═══ GIVEN RECORDS ═══

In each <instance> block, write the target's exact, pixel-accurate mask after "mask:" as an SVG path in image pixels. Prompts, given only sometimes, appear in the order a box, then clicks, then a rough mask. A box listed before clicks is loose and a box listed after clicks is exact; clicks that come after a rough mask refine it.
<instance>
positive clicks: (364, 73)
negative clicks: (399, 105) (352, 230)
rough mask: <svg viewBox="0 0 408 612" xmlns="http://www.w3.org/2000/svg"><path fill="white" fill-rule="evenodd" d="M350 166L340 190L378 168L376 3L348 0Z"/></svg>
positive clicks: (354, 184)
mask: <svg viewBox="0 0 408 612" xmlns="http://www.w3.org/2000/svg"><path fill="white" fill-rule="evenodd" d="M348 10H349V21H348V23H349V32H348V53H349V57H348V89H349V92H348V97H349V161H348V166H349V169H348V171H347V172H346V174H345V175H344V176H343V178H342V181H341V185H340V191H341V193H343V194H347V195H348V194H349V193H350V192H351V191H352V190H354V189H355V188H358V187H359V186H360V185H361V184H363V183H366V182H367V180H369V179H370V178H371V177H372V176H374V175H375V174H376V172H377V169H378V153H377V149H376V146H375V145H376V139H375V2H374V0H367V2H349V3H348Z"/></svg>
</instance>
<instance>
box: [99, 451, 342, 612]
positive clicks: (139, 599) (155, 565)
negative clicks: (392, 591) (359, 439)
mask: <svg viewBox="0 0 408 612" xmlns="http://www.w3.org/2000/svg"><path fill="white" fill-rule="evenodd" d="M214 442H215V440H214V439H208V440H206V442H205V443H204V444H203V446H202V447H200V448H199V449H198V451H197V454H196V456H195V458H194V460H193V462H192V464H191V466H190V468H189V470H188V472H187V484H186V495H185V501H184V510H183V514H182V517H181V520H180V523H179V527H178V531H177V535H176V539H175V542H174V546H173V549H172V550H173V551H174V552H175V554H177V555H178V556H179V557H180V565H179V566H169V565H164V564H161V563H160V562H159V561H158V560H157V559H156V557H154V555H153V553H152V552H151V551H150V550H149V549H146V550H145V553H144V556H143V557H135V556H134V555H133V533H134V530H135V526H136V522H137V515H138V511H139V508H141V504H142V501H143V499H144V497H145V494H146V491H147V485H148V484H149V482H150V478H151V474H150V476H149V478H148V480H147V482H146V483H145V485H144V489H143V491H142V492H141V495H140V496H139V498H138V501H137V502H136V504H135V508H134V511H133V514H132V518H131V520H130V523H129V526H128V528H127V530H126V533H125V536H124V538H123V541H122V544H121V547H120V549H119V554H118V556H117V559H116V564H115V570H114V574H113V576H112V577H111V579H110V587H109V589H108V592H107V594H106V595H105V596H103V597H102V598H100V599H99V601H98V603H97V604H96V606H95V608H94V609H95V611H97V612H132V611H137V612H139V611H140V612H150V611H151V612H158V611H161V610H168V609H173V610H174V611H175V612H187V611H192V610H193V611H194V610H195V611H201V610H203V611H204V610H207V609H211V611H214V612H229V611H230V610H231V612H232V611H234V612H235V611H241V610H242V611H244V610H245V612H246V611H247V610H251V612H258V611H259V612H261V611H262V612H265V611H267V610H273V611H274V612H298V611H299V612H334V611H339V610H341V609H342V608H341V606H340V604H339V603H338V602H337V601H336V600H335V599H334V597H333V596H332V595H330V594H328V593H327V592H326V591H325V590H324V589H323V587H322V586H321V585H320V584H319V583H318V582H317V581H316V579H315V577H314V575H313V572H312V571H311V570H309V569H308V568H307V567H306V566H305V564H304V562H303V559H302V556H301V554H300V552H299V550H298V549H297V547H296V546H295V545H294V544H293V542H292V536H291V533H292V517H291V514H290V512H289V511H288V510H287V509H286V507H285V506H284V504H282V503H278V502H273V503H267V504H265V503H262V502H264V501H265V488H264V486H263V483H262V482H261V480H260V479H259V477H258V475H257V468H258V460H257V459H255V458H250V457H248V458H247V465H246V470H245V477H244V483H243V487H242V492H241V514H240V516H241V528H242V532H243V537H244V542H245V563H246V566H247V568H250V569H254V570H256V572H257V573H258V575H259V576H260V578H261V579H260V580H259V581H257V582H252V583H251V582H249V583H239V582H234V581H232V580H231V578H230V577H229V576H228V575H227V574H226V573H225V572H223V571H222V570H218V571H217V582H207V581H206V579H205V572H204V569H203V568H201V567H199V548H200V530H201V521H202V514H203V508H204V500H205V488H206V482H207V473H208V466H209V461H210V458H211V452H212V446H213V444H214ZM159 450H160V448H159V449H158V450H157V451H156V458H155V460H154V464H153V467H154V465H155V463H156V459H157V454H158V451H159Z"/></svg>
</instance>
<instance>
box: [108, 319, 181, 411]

═══

__PROBLEM TO WORK ON__:
The records above are to be copied out exactly, line for line.

__SOLUTION BELOW__:
In each <instance> block, write the target's exact, pixel-accurate mask after "mask:" as an SVG path in image pixels. Prompts, given only sometimes, appear in the order a box, then clicks, then a rough mask. A box listed before clicks is loose and a box listed after clicks is exact; clicks that come after a rough mask refine it.
<instance>
positive clicks: (364, 73)
negative clicks: (399, 105) (352, 230)
rough mask: <svg viewBox="0 0 408 612" xmlns="http://www.w3.org/2000/svg"><path fill="white" fill-rule="evenodd" d="M350 166L340 190L378 168L376 3L348 0Z"/></svg>
positive clicks: (354, 184)
mask: <svg viewBox="0 0 408 612" xmlns="http://www.w3.org/2000/svg"><path fill="white" fill-rule="evenodd" d="M348 10H349V21H348V23H349V32H348V53H349V57H348V89H349V92H348V97H349V161H348V166H349V169H348V171H347V172H346V174H345V175H344V176H343V178H342V181H341V185H340V191H341V193H343V194H347V195H348V194H349V193H350V192H351V191H352V190H354V189H355V188H358V187H359V186H360V185H361V184H363V183H366V182H367V180H369V179H370V178H371V177H372V176H374V175H375V174H376V172H377V169H378V153H377V149H376V146H375V145H376V139H375V2H374V0H367V2H349V3H348Z"/></svg>
</instance>
<instance>
box: [99, 451, 342, 612]
positive clicks: (139, 599) (155, 565)
negative clicks: (392, 591) (359, 439)
mask: <svg viewBox="0 0 408 612" xmlns="http://www.w3.org/2000/svg"><path fill="white" fill-rule="evenodd" d="M214 442H215V440H214V439H208V440H206V442H205V443H204V444H203V446H202V447H200V448H199V449H198V451H197V454H196V456H195V458H194V460H193V462H192V464H191V466H190V468H189V470H188V472H187V484H186V495H185V501H184V510H183V514H182V517H181V520H180V523H179V527H178V531H177V535H176V539H175V542H174V546H173V549H172V550H173V551H174V552H175V554H177V555H178V556H179V557H180V565H179V566H169V565H164V564H161V563H160V562H159V561H158V560H157V559H156V557H154V555H153V553H152V552H151V551H150V550H149V549H146V550H145V553H144V556H143V557H135V556H134V555H133V533H134V530H135V526H136V522H137V515H138V511H139V508H141V504H142V501H143V499H144V497H145V494H146V491H147V485H148V484H149V482H150V478H151V474H150V476H149V478H148V480H147V482H146V483H145V485H144V489H143V491H142V492H141V495H140V496H139V498H138V501H137V502H136V504H135V508H134V511H133V514H132V518H131V520H130V523H129V526H128V528H127V530H126V533H125V536H124V538H123V541H122V544H121V547H120V549H119V554H118V556H117V559H116V564H115V570H114V574H113V576H112V577H111V579H110V587H109V589H108V592H107V594H106V595H105V596H103V597H102V598H100V599H99V601H98V603H97V604H96V606H95V608H94V609H95V611H97V612H132V611H137V612H139V611H140V612H150V611H151V612H158V611H161V610H168V609H173V610H174V611H175V612H187V611H192V610H193V611H194V610H195V611H201V610H203V611H204V610H207V609H211V611H214V612H229V611H230V610H231V612H232V611H234V612H235V611H241V610H242V611H244V610H245V612H246V611H247V610H251V612H258V611H259V612H261V611H262V612H265V611H267V610H273V611H274V612H298V611H299V612H334V611H339V610H341V609H342V608H341V606H340V604H339V603H338V602H337V601H336V600H335V599H334V597H333V596H332V595H330V594H328V593H327V592H326V591H325V590H324V589H323V587H322V586H321V585H320V584H319V583H318V582H317V581H316V579H315V577H314V575H313V572H312V571H311V570H309V569H308V568H307V567H306V566H305V564H304V562H303V559H302V556H301V554H300V552H299V550H298V549H297V547H296V546H295V545H294V544H293V542H292V536H291V533H292V517H291V514H290V512H289V511H288V510H287V509H286V507H285V506H284V504H282V503H278V502H273V503H267V504H265V503H262V502H264V501H265V488H264V486H263V483H262V482H261V480H260V479H259V477H258V475H257V468H258V460H257V459H255V458H250V457H248V458H247V465H246V470H245V477H244V483H243V487H242V492H241V514H240V516H241V528H242V532H243V537H244V542H245V563H246V566H247V568H250V569H254V570H256V572H257V573H258V575H259V576H260V578H261V579H260V580H259V581H257V582H252V583H251V582H249V583H239V582H234V581H232V580H231V578H230V577H229V576H228V575H227V574H226V573H225V572H223V571H222V570H218V571H217V582H207V581H206V579H205V572H204V569H203V568H201V567H199V548H200V530H201V521H202V514H203V508H204V500H205V488H206V482H207V473H208V466H209V461H210V458H211V452H212V446H213V444H214ZM159 450H160V448H159V449H158V450H157V451H156V458H155V460H154V464H153V467H154V465H155V463H156V459H157V454H158V451H159Z"/></svg>
</instance>
<instance>
box: [108, 319, 181, 411]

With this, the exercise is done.